Quoted passage:
------------------------------------------------
Vegetable growers across the U.S. weren’t among the traditional farmers heavily diversifying into hemp production in 2020.
According to a survey of 437 farmers by trade journal American Vegetable Grower, 77% said they had no intention of planting the crop this year. Just 4% of farmers said they planned to grow hemp while 19% indicated they were considering it.
However, the survey was conducted in March, just as the global coronavirus began shutting down the economy. It’s possible growers could have pivoted to alternative crops like hemp when vegetable sales dipped as restaurants and other large customers were closed, causing farmers to throw away much of their harvested crops.
Vegetable growers’ concerns were similar to other farmers who said they were holding off on growing hemp this year as they waited to see what happened in the nascent hemp industry, which suffered literal and figurative bottlenecks due to crop oversupply and continuously falling prices in 2019, a processor shortage and a lack of federal regulation for cannabidiol consumer products.
The largest concern among 43% of the vegetable survey respondents was that the market for hemp crops is underdeveloped, which is especially true compared to the well-established vegetable industry, which was showing positive revenue projections for the season, according to 28% of the surveyed growers.
Other top concerns included state-level regulations (34%), getting contracted customers to pay (24%), producing compliant crops within the federally legal THC limit (24%) and local law enforcement not being able to tell the difference between hemp and marijuana (23%).
------------------------------------------------
(Dataset entries)
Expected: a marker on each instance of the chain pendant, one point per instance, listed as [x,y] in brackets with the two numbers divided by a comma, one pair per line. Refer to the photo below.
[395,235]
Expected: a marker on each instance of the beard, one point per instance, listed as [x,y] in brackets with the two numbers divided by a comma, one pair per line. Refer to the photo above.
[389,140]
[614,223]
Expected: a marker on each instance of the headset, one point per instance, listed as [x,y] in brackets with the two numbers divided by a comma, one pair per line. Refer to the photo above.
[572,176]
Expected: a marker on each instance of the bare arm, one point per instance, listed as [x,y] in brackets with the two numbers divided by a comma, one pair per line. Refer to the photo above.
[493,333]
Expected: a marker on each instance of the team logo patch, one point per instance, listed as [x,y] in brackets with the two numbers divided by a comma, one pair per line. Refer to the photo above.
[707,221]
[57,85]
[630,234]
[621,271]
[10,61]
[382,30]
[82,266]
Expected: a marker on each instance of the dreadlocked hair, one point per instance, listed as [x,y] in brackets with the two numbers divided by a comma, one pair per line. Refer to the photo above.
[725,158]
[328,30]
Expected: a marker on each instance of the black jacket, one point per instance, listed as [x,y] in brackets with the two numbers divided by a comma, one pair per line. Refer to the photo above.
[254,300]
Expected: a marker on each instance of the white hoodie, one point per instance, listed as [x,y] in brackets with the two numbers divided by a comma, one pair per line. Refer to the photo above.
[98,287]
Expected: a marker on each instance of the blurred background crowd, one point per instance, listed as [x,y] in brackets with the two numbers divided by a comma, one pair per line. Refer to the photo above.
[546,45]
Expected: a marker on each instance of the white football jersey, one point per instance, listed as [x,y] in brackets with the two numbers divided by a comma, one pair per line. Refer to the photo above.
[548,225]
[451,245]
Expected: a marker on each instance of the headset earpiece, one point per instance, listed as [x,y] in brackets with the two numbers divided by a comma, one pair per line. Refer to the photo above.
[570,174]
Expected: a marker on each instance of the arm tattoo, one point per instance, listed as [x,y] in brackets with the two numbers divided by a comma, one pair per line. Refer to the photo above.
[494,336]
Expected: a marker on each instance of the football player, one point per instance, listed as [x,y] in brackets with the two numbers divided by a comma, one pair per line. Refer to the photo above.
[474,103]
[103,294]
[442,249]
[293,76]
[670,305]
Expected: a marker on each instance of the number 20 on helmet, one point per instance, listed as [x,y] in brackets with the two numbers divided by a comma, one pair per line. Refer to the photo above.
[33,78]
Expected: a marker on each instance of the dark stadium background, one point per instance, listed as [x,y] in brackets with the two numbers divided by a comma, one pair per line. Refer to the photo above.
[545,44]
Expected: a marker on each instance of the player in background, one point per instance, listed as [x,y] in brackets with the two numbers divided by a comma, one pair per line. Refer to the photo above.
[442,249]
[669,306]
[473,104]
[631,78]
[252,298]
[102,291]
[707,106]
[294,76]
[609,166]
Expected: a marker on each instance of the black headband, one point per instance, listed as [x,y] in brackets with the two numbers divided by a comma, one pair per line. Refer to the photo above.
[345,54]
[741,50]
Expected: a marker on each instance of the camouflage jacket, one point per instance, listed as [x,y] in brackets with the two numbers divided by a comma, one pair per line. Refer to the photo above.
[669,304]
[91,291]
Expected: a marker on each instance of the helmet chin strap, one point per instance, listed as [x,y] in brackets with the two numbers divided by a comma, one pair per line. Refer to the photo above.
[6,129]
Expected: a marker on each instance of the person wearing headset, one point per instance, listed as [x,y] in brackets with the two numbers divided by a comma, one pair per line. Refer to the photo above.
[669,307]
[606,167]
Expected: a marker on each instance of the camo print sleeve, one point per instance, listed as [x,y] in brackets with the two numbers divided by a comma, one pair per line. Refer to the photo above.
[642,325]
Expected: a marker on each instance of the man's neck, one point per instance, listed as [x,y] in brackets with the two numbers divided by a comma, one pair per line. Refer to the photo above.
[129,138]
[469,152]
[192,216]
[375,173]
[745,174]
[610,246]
------------------------------------------------
Requirement 1: Reproduce the stretch from "However, the survey" through "their harvested crops." in the article on vegetable growers and hemp, word for word.
Requirement 2: Carry the article on vegetable growers and hemp forward from where it stops, adding the next part.

Your response 1:
However, the survey was conducted in March, just as the global coronavirus began shutting down the economy. It’s possible growers could have pivoted to alternative crops like hemp when vegetable sales dipped as restaurants and other large customers were closed, causing farmers to throw away much of their harvested crops.

Your response 2:
2020 acreage falls overall
Due to regulatory uncertainty, a vast oversupply in 2019 and the coronavirus pandemic, licensed hemp acreage decreased year-over-year for the first time since the 2014 Farm Bill established a national hemp pilot program.
Licensed outdoor hemp acreage reached 405,863 for the 2020 production season, according to Hemp Industry Daily’s 2020 US Hemp Harvest Outlook.
Even with new hemp states online this year, the 2020 licensed acreage is down nearly 20% from 2019, which was more than quadruple the number of acres licensed over 2018.
Further, this year’s acreage reporting to the U.S. Department of Agriculture’s Farm Service Agency suggests that many hemp producers have not contributed to the annual Crop Acreage Report.
According to RJ Hopp, director of hemp markets for Denver-based commodity trading platform PanXchange, the latest federal report of approximately 62,000 planted acres of hemp is not only a significant deviation from last year, when 146,650 acres were counted, but also far lower than industry expectations for this season.